## WORK TO COMPLETE
Write the line that includes "Each returned point MUST lie on the matching speckled" and all subsequent lines, exactly as written, and nothing more.

begin

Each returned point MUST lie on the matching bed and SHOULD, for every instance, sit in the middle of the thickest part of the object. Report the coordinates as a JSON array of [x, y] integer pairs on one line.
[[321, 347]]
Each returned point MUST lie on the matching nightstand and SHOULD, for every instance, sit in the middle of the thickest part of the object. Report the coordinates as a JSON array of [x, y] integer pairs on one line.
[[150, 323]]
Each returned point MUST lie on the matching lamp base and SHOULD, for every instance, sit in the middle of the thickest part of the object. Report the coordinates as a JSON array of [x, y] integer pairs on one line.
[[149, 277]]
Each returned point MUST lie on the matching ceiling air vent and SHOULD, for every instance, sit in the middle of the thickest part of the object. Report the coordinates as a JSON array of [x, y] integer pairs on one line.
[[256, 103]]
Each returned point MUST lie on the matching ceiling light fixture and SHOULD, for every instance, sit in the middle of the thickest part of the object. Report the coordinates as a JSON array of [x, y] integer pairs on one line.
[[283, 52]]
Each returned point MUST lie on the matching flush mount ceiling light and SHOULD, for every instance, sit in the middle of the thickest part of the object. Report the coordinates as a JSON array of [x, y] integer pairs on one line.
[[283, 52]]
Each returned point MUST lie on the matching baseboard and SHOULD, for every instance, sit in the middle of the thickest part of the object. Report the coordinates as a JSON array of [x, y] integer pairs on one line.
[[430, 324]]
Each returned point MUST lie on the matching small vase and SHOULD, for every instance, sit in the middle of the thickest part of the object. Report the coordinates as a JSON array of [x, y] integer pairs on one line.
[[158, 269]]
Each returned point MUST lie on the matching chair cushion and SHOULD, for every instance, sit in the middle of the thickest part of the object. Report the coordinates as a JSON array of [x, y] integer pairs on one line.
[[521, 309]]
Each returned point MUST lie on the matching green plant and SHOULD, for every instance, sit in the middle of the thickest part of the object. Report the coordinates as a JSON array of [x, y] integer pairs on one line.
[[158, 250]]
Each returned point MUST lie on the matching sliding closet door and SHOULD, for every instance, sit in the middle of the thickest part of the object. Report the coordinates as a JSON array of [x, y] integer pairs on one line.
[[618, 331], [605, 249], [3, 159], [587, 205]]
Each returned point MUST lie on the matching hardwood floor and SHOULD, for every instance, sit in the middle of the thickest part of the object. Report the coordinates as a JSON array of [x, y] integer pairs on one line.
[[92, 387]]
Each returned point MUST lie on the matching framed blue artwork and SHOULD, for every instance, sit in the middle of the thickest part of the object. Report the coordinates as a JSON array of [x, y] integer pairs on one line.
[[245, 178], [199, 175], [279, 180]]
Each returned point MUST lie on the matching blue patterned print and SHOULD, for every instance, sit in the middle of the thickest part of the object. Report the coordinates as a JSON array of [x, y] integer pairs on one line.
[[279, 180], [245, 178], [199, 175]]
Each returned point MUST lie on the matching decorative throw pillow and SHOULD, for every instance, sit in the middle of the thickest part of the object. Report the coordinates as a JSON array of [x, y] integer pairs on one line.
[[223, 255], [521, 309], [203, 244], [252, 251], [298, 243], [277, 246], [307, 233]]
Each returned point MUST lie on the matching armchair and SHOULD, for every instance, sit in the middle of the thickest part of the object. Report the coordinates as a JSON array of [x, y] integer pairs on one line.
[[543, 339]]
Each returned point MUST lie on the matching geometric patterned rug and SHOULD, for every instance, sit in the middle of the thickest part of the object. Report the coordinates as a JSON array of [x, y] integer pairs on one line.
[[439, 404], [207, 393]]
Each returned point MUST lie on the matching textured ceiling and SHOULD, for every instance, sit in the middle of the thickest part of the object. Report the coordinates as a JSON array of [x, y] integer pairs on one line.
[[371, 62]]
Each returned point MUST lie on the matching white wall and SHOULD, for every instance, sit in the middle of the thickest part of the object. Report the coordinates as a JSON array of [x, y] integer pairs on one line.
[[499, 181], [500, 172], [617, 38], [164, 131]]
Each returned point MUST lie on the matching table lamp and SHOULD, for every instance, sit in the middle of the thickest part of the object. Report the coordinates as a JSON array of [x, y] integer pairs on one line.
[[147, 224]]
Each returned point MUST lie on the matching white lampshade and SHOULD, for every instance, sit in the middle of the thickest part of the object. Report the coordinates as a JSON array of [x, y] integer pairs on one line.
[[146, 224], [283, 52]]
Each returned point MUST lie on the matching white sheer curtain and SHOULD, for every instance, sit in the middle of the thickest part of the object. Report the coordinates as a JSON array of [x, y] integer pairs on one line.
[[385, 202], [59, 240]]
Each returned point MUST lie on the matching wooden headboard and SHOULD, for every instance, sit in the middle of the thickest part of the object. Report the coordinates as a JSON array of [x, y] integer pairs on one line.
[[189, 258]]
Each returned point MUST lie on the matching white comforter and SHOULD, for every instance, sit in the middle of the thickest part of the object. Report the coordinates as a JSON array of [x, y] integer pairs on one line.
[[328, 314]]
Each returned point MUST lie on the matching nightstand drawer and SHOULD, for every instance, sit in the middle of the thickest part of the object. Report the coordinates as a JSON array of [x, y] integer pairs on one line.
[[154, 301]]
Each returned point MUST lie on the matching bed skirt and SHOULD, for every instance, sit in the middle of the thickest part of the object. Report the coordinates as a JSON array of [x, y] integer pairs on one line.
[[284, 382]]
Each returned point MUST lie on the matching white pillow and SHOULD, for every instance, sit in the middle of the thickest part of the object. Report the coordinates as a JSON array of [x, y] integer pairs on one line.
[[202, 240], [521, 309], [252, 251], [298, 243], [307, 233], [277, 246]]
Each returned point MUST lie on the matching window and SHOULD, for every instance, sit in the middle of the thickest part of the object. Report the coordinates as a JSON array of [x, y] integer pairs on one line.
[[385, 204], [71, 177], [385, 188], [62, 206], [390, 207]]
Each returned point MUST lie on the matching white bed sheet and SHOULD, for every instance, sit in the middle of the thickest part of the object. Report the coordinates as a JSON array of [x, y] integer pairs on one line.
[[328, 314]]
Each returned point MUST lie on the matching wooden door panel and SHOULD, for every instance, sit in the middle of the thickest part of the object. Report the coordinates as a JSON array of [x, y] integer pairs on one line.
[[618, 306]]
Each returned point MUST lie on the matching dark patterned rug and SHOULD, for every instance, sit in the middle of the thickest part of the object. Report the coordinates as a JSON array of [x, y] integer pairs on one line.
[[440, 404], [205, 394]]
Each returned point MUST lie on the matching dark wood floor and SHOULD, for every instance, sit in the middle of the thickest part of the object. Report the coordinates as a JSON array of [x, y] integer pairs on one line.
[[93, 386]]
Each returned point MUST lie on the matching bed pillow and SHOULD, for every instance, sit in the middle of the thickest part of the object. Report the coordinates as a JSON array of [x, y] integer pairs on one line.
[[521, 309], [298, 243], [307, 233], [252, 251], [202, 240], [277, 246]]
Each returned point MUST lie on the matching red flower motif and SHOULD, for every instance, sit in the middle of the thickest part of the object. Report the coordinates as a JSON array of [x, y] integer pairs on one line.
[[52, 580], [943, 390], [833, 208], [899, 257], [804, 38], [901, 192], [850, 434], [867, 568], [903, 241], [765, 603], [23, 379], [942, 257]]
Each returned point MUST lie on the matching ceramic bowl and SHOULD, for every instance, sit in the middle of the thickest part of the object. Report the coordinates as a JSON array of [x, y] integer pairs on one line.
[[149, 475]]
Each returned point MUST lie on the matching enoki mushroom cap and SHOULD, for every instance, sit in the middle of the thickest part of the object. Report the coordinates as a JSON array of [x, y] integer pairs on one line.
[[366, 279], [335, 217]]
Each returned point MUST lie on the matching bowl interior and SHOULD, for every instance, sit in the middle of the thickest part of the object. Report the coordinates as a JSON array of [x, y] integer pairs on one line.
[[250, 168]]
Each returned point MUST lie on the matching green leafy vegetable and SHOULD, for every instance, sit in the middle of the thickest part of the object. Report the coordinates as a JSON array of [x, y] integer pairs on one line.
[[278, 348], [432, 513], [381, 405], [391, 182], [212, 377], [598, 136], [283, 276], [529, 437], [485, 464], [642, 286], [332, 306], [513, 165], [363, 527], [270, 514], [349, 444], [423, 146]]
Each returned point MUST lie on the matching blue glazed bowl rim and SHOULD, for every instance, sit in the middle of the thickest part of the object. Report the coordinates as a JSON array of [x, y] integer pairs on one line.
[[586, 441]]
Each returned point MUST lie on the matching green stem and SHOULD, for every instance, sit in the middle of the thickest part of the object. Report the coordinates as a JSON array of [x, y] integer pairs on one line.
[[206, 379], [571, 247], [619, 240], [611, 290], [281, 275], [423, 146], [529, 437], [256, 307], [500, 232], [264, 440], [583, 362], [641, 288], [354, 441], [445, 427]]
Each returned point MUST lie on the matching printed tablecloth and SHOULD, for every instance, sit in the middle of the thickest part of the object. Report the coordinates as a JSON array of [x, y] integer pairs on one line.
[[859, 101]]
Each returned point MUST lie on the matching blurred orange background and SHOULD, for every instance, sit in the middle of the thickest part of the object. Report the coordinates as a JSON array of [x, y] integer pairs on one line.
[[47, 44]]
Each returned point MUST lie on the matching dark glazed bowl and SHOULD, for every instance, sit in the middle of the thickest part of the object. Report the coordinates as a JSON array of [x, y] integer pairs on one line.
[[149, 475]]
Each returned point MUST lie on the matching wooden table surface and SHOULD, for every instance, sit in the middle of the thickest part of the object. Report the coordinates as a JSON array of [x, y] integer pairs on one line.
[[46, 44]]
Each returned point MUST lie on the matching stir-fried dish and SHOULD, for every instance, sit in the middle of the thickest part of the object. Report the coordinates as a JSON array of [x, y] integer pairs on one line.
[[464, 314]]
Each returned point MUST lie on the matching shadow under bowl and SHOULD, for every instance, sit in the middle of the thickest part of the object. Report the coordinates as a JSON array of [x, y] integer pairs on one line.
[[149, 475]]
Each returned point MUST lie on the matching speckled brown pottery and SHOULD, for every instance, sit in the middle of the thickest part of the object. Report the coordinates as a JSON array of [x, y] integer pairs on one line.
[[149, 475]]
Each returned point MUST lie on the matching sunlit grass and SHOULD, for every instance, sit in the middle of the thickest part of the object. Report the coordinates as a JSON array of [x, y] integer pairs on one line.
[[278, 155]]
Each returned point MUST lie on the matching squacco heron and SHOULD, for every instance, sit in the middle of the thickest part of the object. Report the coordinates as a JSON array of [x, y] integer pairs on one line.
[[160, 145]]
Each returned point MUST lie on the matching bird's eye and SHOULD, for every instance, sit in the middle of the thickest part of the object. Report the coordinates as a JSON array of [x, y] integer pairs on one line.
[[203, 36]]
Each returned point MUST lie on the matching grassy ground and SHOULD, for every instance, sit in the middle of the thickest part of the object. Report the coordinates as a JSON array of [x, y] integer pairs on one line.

end

## EXERCISE RESPONSE
Each returned point MUST lie on the matching speckled brown pottery and SHOULD, for every instance, sit in the middle of the thickest part of the object. Report the coordinates as a JSON array of [x, y] integer pairs on one line.
[[149, 475]]
Each returned point MUST lie on the matching sunlit grass and SHOULD, for every instance, sit in the middle of the thickest part of the object. Report the coordinates as a JSON array of [x, y] integer pairs on one line.
[[278, 155]]
Each returned point MUST lie on the matching squacco heron and SHOULD, for every instance, sit in the middle of the thickest part of the object. Report the coordinates as a JSON array of [x, y] integer pairs on one line.
[[160, 145]]
Each returned point MUST lie on the matching bird's eye and SHOULD, for every instance, sit in the middle of the thickest part of the object. Report the coordinates as a JSON array of [x, y] integer pairs on one line.
[[203, 36]]
Each returned point MUST lie on the matching grassy ground and SHOULD, for every instance, sit in the middle of the thickest part of the object. Report the coordinates as a JSON array of [x, y] integer pairs on one line.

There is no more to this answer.